--- Start of GIVEN DATA ---
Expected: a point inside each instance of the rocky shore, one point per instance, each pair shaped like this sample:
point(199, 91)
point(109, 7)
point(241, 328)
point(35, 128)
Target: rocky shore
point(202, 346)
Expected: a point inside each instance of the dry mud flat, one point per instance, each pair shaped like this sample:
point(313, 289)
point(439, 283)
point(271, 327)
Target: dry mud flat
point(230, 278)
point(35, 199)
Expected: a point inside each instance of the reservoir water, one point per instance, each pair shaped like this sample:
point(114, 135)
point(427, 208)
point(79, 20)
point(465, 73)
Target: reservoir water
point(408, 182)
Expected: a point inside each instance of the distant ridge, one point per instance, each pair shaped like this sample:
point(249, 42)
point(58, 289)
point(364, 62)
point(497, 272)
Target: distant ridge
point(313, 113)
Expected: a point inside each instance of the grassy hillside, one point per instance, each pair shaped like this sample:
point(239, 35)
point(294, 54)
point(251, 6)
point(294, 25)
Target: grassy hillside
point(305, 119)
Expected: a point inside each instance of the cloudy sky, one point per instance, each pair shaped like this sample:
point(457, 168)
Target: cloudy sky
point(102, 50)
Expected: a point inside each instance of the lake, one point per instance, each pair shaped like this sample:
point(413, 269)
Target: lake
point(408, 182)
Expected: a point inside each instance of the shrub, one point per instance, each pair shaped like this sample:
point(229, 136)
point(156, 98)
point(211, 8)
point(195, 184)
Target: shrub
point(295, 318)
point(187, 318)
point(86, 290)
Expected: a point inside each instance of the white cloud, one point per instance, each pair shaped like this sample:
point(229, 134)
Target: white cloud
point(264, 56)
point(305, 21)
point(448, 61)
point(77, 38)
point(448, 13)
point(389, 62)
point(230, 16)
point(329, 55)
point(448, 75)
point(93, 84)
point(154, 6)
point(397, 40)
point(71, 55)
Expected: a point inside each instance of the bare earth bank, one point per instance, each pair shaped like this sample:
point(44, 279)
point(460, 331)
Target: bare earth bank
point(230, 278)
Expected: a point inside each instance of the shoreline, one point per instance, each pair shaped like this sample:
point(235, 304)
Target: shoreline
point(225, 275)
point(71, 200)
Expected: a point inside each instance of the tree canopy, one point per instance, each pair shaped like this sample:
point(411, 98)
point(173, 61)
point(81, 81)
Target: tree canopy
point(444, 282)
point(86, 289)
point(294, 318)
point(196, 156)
--- End of GIVEN DATA ---
- _DIRECTION_
Could you pull out, word for word, the lines in the records above from the one containing "Expected: a point inside each instance of the reservoir" through the one containing "point(313, 113)", with both of those lines included?

- _RESPONSE FOR THIS EXERCISE_
Expected: a point inside each instance of the reservoir water, one point per instance, each pair shaped like this sample:
point(114, 135)
point(427, 208)
point(79, 20)
point(465, 73)
Target: reservoir water
point(408, 182)
Expected: a point inside each instance of the distant ridge, one point per instance, each pair shaped like this sample:
point(249, 42)
point(58, 289)
point(364, 62)
point(497, 272)
Target: distant ridge
point(313, 113)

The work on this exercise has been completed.